--- Brief ---
Keyword search on "ceiling": report each line of the records that contains it.

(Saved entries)
------------------------------
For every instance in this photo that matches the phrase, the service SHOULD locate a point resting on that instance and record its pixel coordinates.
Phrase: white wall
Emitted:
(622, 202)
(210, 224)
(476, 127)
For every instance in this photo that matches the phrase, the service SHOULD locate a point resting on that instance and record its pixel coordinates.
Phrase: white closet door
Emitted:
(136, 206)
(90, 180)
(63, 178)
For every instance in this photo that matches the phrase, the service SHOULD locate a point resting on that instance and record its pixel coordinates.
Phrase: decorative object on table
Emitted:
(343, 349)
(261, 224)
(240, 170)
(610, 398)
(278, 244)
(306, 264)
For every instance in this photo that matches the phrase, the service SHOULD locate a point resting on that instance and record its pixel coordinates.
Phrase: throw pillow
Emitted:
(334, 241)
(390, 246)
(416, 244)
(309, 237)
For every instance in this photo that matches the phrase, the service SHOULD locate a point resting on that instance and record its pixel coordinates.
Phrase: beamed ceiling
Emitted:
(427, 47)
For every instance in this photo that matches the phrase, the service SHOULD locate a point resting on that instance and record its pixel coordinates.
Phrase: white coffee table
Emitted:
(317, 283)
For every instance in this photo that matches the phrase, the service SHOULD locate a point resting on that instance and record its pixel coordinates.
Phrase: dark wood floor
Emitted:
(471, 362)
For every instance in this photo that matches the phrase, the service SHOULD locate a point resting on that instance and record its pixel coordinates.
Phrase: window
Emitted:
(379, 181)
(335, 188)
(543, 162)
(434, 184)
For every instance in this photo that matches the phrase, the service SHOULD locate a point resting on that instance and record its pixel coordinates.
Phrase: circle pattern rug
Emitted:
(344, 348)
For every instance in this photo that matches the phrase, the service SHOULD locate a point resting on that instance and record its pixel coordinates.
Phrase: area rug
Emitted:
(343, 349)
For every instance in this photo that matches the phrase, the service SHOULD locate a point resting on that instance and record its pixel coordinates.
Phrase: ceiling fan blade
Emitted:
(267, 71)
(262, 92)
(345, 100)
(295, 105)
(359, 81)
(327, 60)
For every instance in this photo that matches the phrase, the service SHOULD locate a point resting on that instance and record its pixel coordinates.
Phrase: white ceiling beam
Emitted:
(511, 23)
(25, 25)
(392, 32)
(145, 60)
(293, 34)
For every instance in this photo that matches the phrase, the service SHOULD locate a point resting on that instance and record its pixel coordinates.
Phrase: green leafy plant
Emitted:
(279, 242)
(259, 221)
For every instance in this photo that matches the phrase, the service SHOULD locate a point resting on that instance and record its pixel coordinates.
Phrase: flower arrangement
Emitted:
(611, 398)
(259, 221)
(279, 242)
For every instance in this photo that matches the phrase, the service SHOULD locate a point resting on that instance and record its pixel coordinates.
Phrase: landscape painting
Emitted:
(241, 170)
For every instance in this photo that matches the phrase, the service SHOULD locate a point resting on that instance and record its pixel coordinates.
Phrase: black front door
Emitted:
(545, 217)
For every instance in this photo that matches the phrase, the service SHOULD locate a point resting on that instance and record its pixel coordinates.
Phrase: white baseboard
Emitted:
------------------------------
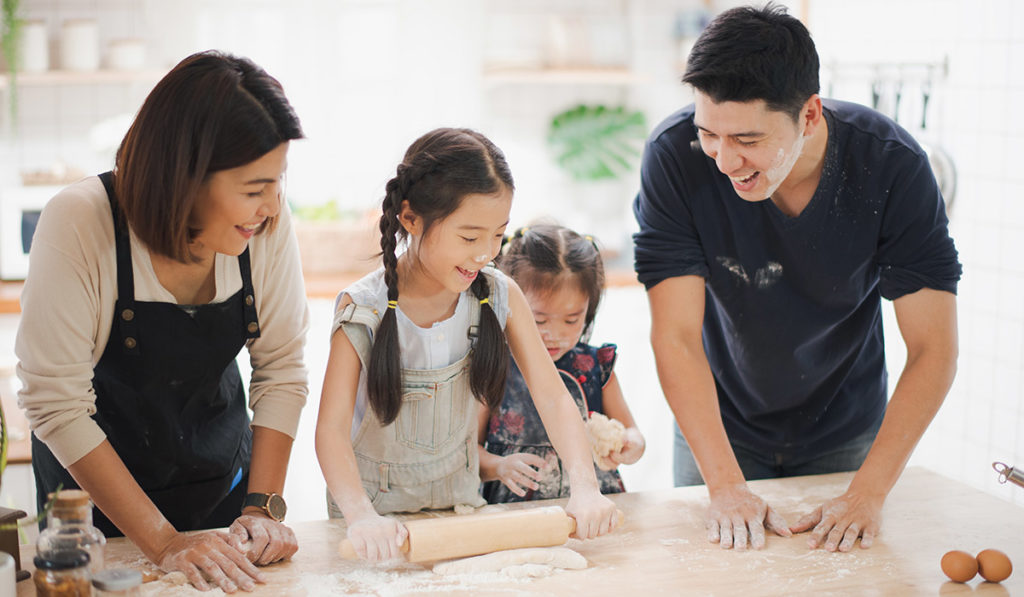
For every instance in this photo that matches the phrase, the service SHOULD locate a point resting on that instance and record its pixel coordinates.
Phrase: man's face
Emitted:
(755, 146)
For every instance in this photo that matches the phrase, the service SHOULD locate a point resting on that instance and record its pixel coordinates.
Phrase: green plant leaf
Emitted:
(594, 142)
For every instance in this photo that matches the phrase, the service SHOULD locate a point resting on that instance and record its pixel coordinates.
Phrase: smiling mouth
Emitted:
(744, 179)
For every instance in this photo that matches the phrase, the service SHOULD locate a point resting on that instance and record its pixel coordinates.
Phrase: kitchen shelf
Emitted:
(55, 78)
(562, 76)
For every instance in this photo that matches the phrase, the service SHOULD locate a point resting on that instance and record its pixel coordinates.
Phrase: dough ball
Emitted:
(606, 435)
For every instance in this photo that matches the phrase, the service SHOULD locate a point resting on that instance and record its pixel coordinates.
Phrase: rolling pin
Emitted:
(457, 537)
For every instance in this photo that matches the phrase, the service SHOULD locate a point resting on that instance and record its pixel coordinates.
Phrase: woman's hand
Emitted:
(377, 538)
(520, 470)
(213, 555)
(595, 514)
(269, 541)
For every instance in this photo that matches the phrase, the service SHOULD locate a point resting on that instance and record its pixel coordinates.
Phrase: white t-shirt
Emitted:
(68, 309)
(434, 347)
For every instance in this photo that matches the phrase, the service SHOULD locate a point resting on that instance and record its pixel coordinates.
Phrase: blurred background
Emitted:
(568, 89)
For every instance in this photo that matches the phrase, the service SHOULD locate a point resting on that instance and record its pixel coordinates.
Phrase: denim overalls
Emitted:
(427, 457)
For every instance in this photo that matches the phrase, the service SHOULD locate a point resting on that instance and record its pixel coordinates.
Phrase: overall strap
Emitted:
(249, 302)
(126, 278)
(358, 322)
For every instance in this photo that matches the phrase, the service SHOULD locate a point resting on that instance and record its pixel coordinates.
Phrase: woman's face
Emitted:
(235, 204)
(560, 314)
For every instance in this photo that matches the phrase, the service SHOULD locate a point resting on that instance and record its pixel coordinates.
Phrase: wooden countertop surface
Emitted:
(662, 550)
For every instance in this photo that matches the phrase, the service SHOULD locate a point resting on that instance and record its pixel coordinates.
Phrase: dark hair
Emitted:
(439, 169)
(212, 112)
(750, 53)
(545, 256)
------------------------------
--- Solved problem ---
Phrase: beamed ceiling
Phrase: ceiling fan blade
Phrase: white ceiling beam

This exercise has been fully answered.